Objectif de l'exercice
Recopiez mot pour mot, dans l'entretien sur Comédie de Beckett reproduit ci-dessous, le passage allant de « 2) Dans cette » jusqu'à « pour vous ? » inclus.

Texte cité
┄┄┄┄┄┄┄┄┄┄┄┄┄┄┄┄┄┄┄┄

Comédie de Samuel Beckett suivi de Wry Smile Dry Sob Entretien

1) Qu’est-ce qui vous a amenée à ce texte de Beckett ?
Après avoir vu Ce que de plus grand l’homme a réalisé sur terre, pièce dont j’avais écrit le texte, Stéphanie Graeve, directrice du Landestheater de Brégence, m’a proposé de mettre en scène un Beckett. J’avais carte blanche quant au choix du texte. Elle a trouvé des similitudes entre Beckett et moi : une écriture lapidaire, oscillant entre humour et tragique. Elle a aussi été touchée par l’espèce de naïveté qui traverse mon écriture, notamment concernant mon approche des relations humaines, qui apparaissent comme insipides. Dans cette création tout tourne en boucle, les personnages se retrouvent dans LE non-lieu, un angle, la zone de contact entre deux surfaces. Ces liens représentent leurs conditions de vie, une existence limitée, oscillant entre réalité et absurdité.
À la suite de cette proposition, j’ai relu quasiment tous les textes de Beckett, à la recherche du mien. Je ne connaissais pas Comédie, mais j’ai tout de suite compris que c’était avec cette pièce que j’allais travailler.

2) Dans cette pièce, il y a à la fois une mécanique tragique et une mécanique comique qui confèrent au titre, Comédie, une connotation ambivalente et complexe.  Qu’est-ce que signifie ce titre pour vous ?
La tragédie et la comédie ont été — et elles le sont encore — des catégories, ou mieux, des regards avec lesquels nous avons créé, regardé et analysé le théâtre. Ce sont des formes (et des forces) primaires, qui fondent les récits humains, qui composent la palette de nos émotions.
Tout au long de notre vie nous oscillons entre rires et larmes. Nos vies se situent entre ces deux expressions. Et nos vies font que la tragédie n’existe pas sans la comédie et vice versa.
À un moment donné du texte Beckett fait dire à F1 : « S’agirait-il d’une chose à faire avec le visage, autre que parler ? Pleurer ? » Dans la tragédie, le pire n’est jamais visible, c’est l’obscène qui arrive hors scène, mais cela se conclut toujours par une mort et un silence. C’est une forme de résolution. Tandis que dans ce texte de Beckett, les personnages sont bloqués pour toujours dans leurs douleurs, erreurs, et passions, ils n’en sortiront jamais.

┄┄┄┄┄┄┄┄┄┄┄┄┄┄┄┄┄┄┄┄

Section des données
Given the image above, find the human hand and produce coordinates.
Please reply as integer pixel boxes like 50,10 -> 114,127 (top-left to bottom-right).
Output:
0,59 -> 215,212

┄┄┄┄┄┄┄┄┄┄┄┄┄┄┄┄┄┄┄┄

Corrigé
2) Dans cette pièce, il y a à la fois une mécanique tragique et une mécanique comique qui confèrent au titre, Comédie, une connotation ambivalente et complexe.  Qu’est-ce que signifie ce titre pour vous ?